— Work task —
If an entry holds a picture, leave the picture out and copy the rest of the listing exactly.

— Provided data —
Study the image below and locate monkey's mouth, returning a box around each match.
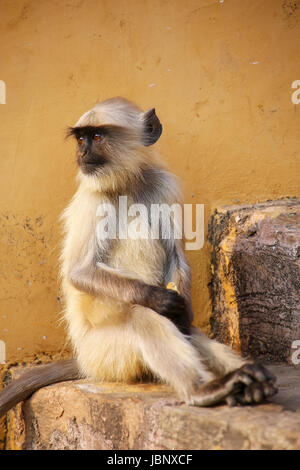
[84,160,99,165]
[80,159,107,174]
[78,153,108,174]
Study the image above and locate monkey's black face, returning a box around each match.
[67,108,163,176]
[68,126,110,175]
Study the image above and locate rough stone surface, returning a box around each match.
[208,198,300,362]
[4,364,300,450]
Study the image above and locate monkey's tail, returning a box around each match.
[0,359,80,417]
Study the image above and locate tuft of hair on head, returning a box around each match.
[65,126,78,139]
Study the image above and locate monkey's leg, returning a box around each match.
[130,307,263,406]
[130,306,212,400]
[190,327,248,376]
[190,327,277,406]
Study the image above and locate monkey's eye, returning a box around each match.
[93,134,102,141]
[77,136,84,145]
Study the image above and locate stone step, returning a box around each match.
[4,364,300,450]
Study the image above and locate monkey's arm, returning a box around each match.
[0,359,79,418]
[69,262,191,334]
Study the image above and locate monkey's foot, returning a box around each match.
[225,362,278,407]
[189,362,277,407]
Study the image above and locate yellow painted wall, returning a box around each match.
[0,0,299,363]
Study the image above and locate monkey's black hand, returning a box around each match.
[144,286,191,335]
[224,362,277,407]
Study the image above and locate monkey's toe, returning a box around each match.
[240,362,276,385]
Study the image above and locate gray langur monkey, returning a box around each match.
[0,97,277,416]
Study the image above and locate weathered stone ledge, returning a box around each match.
[4,364,300,450]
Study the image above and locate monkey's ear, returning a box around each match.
[142,108,162,146]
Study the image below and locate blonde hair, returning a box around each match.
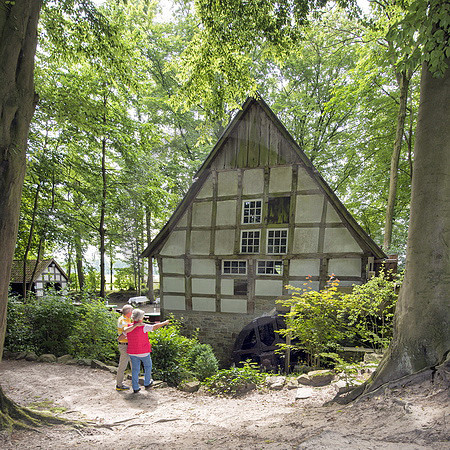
[121,304,133,315]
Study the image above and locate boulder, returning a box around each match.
[37,354,57,363]
[235,382,256,395]
[15,351,28,360]
[25,351,38,361]
[306,370,334,387]
[57,354,75,364]
[295,387,314,399]
[77,358,92,366]
[91,359,109,371]
[266,375,286,390]
[179,381,201,393]
[286,378,299,390]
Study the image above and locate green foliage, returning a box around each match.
[5,297,35,353]
[186,343,219,381]
[278,273,400,367]
[203,361,266,397]
[25,292,79,356]
[67,296,118,361]
[148,322,194,386]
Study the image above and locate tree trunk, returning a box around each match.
[0,0,43,359]
[146,208,154,301]
[369,59,450,390]
[75,234,85,291]
[99,135,107,298]
[383,71,410,252]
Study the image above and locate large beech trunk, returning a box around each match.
[0,0,43,359]
[369,59,450,390]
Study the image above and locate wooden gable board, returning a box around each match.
[142,96,385,259]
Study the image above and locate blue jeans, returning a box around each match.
[129,354,152,391]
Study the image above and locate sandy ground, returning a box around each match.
[0,359,448,449]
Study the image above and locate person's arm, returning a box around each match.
[123,322,144,334]
[152,320,169,331]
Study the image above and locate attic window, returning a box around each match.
[267,196,290,224]
[223,260,247,275]
[242,200,262,224]
[257,260,283,275]
[267,229,288,254]
[241,230,260,253]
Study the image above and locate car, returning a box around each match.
[128,296,149,306]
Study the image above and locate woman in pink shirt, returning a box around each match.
[123,309,169,393]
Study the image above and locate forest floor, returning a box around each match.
[0,359,448,449]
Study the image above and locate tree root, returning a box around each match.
[329,351,450,406]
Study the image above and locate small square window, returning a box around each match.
[242,200,262,224]
[241,230,260,253]
[257,260,283,275]
[223,260,247,275]
[234,279,248,296]
[267,229,288,254]
[267,197,290,224]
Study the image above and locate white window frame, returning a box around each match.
[267,229,288,254]
[240,229,261,253]
[241,199,263,224]
[222,260,248,275]
[257,260,283,275]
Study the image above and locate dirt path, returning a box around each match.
[0,360,448,449]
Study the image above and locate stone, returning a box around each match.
[297,374,312,385]
[333,379,353,394]
[179,381,201,393]
[15,351,28,360]
[266,375,286,390]
[153,381,168,389]
[57,354,75,364]
[364,352,383,364]
[37,353,56,363]
[25,351,38,361]
[2,350,13,359]
[77,358,92,366]
[295,387,314,399]
[91,359,109,370]
[235,382,256,395]
[306,370,334,386]
[286,378,299,390]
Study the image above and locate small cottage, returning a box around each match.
[10,259,69,297]
[142,97,386,363]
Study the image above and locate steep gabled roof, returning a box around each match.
[10,258,69,284]
[142,96,385,259]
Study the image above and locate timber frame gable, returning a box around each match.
[142,96,386,363]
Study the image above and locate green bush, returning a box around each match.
[203,361,266,397]
[186,343,219,381]
[67,297,118,361]
[5,297,35,353]
[25,293,79,356]
[149,323,193,385]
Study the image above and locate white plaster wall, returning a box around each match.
[287,280,320,294]
[215,229,235,254]
[192,278,215,295]
[324,228,362,253]
[196,175,213,199]
[192,297,216,312]
[216,200,237,226]
[295,195,324,223]
[177,211,188,228]
[290,259,320,277]
[192,201,212,227]
[221,279,234,295]
[255,279,283,296]
[269,166,292,193]
[164,276,185,293]
[325,203,342,223]
[162,258,185,275]
[218,171,238,196]
[190,230,211,255]
[293,228,320,253]
[160,230,186,256]
[297,166,318,190]
[163,295,186,310]
[328,258,362,277]
[221,298,247,314]
[243,168,264,195]
[191,259,216,275]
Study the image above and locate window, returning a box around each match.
[267,197,290,224]
[242,199,262,224]
[267,229,288,254]
[241,230,260,253]
[257,260,283,275]
[223,260,247,275]
[234,279,248,296]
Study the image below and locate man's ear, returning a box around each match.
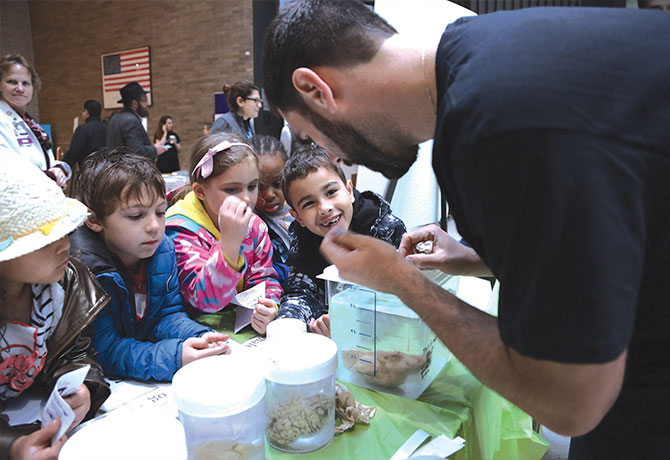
[347,180,355,203]
[292,68,337,114]
[85,212,104,233]
[289,208,305,228]
[192,182,206,202]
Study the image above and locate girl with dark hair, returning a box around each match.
[251,135,293,287]
[153,115,181,173]
[210,80,262,139]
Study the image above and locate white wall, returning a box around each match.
[356,0,475,229]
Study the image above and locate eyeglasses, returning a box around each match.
[244,97,263,106]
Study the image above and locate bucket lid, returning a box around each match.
[266,317,307,339]
[172,351,265,417]
[264,333,338,385]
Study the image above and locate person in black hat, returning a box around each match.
[105,82,166,159]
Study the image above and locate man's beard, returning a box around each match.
[307,110,418,180]
[136,105,149,118]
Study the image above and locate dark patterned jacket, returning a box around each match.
[278,190,406,324]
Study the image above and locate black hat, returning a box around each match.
[117,82,148,103]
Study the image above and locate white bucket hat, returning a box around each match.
[0,159,88,262]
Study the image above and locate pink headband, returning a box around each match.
[193,141,252,179]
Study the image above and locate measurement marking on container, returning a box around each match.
[359,332,373,338]
[356,319,372,324]
[360,359,372,364]
[356,345,372,351]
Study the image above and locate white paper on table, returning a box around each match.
[41,365,90,443]
[231,281,265,333]
[242,336,266,348]
[409,435,466,459]
[71,384,177,440]
[389,429,431,460]
[112,386,178,418]
[100,379,163,412]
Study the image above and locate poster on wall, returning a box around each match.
[101,46,152,109]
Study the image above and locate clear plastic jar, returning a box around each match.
[263,333,338,453]
[173,352,266,460]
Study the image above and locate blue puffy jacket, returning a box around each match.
[70,226,211,381]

— Response below —
Study the image below and locate monkey's mouth, returning a box around each match.
[84,160,99,165]
[80,159,107,174]
[78,153,108,174]
Study the image above and locate monkey's black face, returning a box around each match.
[67,108,163,176]
[68,126,110,175]
Study the image above and locate rough stone surface, returning a box around each match.
[208,198,300,362]
[4,364,300,450]
Study the image above and locate monkey's tail, returning a box around each match.
[0,359,80,417]
Study the image above and locate tuft of hair on head, returning a box around each match.
[65,126,78,139]
Study the image above and locate monkey's leg, returning a box around each match.
[130,307,263,406]
[130,306,212,400]
[190,327,248,376]
[190,327,277,406]
Study the image above and locate monkey's eye, returning a box around each match.
[93,134,102,141]
[77,136,84,145]
Study the image above and locate stone step, returning a box around each match.
[4,364,300,450]
Study the image above and locate monkey's arm, returning a box around each match.
[0,359,79,418]
[69,262,191,334]
Study the image above and locate monkey's foot, returning a box around each match.
[225,362,278,407]
[189,362,277,407]
Study the image above and locate yellow painted wall, returning a box around each match.
[0,0,299,363]
Study the image above and locate monkey's black hand, returning a box around each match.
[144,286,191,335]
[224,362,277,407]
Study the image above and locate monkey's toe, returning a box around each match.
[240,362,276,385]
Study the image above and locate gray langur monkey, returning a box around each match.
[0,97,277,416]
Study the image above and locate weathered stone ledge, returning a box around each match.
[4,364,300,450]
Study the image above and locate monkey's ear, returning a box around each match.
[142,108,162,146]
Study the image below and locate blonde hair, returning a box around each match.
[121,304,133,315]
Study the image above and locate boulder, returning a box around each match.
[37,354,57,363]
[235,382,256,395]
[15,351,28,360]
[25,351,38,361]
[306,370,334,387]
[57,354,75,364]
[295,387,314,399]
[77,358,92,366]
[91,359,109,371]
[266,375,286,390]
[179,381,201,393]
[286,378,299,390]
Study the image above and locate green foliage, returning a box around each match.
[5,297,35,353]
[186,343,219,381]
[278,273,400,367]
[203,361,266,397]
[25,292,79,356]
[67,296,118,361]
[148,322,194,386]
Study the image above and locate tree trunk, returning a box around each match.
[0,0,43,359]
[146,208,154,301]
[369,59,450,390]
[75,234,85,291]
[99,135,107,298]
[383,71,410,252]
Study the image above and locate large beech trunk, returning a box around each match.
[0,0,43,359]
[369,59,450,390]
Study the image above and locate wooden gable board, returning a box around each match.
[142,96,385,259]
Study the image above and locate blue jeans, returning a box around each match.
[129,354,152,391]
Study the image above and locate sandy ground, returning a box around each match.
[0,359,448,449]
Study the image above and locate person's arm, returning a box around each match.
[123,322,144,334]
[152,320,169,331]
Study the image above and locate attic window, returning a box around each match.
[267,196,290,224]
[223,260,247,275]
[242,200,262,224]
[257,260,283,275]
[267,229,288,254]
[241,230,260,253]
Study the image above and locate car, returning a box around each match.
[128,296,149,306]
Study the image above and locate woman in pink shirt, returning a box around each match.
[123,309,169,393]
Study the image above and locate forest floor, returning a box around each match.
[0,359,448,449]
Study the image above and locate tree root, returning a box around each match.
[329,351,450,406]
Study the image above and locate small square window, returning a box around each match.
[242,200,262,224]
[241,230,260,253]
[257,260,283,275]
[223,260,247,275]
[234,279,248,296]
[267,229,288,254]
[267,197,290,224]
Study the image above and locate white window frame, returning a box around each match.
[267,229,288,254]
[240,229,261,253]
[241,199,263,224]
[222,260,248,275]
[257,260,283,275]
Study the image above and locate dirt path, returning a box around each match.
[0,360,448,449]
Study the image above and locate stone, returning a box around each match.
[297,374,312,385]
[333,379,353,394]
[179,381,201,393]
[15,351,28,360]
[266,375,286,390]
[153,381,168,389]
[57,354,75,364]
[364,352,383,364]
[37,353,56,363]
[25,351,38,361]
[2,350,13,359]
[77,358,92,366]
[295,387,314,399]
[91,359,109,370]
[235,382,256,395]
[306,370,334,386]
[286,378,299,390]
Study the image above and locate small cottage, returning a box around each match.
[10,259,69,297]
[142,97,386,363]
Study the image above and locate steep gabled roof, returning a box around each match.
[10,258,69,284]
[142,96,385,259]
Study the image above and locate timber frame gable, returning a box around each match.
[142,96,386,363]
Study the image above and locate green bush, returning a box around each match.
[203,361,266,397]
[186,343,219,381]
[67,297,118,361]
[5,297,35,353]
[25,293,79,356]
[149,323,193,385]
Study the image above and locate white plaster wall, returning a box around each match.
[287,280,320,294]
[215,229,235,254]
[192,278,215,295]
[324,228,362,253]
[196,175,213,199]
[192,297,216,312]
[216,200,237,226]
[295,195,324,223]
[177,211,188,228]
[290,259,320,277]
[192,201,212,227]
[221,279,234,295]
[255,279,283,296]
[269,166,292,193]
[164,276,185,293]
[325,203,342,223]
[162,258,185,275]
[218,171,238,196]
[190,230,211,255]
[293,228,320,253]
[160,230,186,256]
[297,166,318,190]
[163,295,186,310]
[328,258,362,277]
[221,298,247,314]
[243,168,264,195]
[191,259,216,275]
Study the image above and locate window, returning a box around each match.
[267,197,290,224]
[242,199,262,224]
[267,229,288,254]
[241,230,260,253]
[257,260,283,275]
[223,260,247,275]
[234,279,248,296]
Study the image below and locate man's ear, returning a box around each match.
[347,180,355,203]
[292,68,337,114]
[85,212,104,233]
[289,208,305,228]
[192,182,206,202]
Study the image above and locate girl with dark hair, returning a box around each match.
[251,135,293,287]
[153,115,181,173]
[210,80,262,139]
Study the image above and locate white wall, returning a box around each match.
[356,0,475,229]
Study the image above and locate eyeglasses, returning a box around each match.
[244,97,263,106]
Study the image above and locate bucket lid, returning a box around each match.
[266,317,307,339]
[172,351,265,417]
[264,333,338,385]
Study the image above and locate person in black hat, returning a box around each match.
[105,82,166,159]
Study the image above and locate man's beard, returning a box around each match.
[307,110,418,180]
[136,105,149,118]
Study the image above and locate dark patterned jacket, returning a box around each match.
[278,190,406,324]
Study the image above and locate black hat, returning a box around each match.
[117,82,148,103]
Study the image above and locate white bucket hat, returning a box around each match.
[0,159,88,262]
Study the image above and locate pink headband, returning a box around each match.
[193,141,252,179]
Study the image above and locate measurement marking on container, returning a box around each match.
[359,332,373,338]
[356,319,372,324]
[360,359,372,364]
[356,345,372,351]
Study the image above and locate white paper on table, returning a box around each match.
[41,365,90,443]
[231,281,265,333]
[242,336,266,348]
[409,435,466,459]
[71,384,177,440]
[389,429,431,460]
[112,386,178,418]
[100,379,163,412]
Study the image above and locate poster on wall, returning a box around each match.
[101,46,152,109]
Study the image above and locate clear plastic jar, returning a box around each match.
[263,333,338,453]
[173,352,266,460]
Study the image above and locate blue puffy jacket, returning a box around each match.
[70,226,211,381]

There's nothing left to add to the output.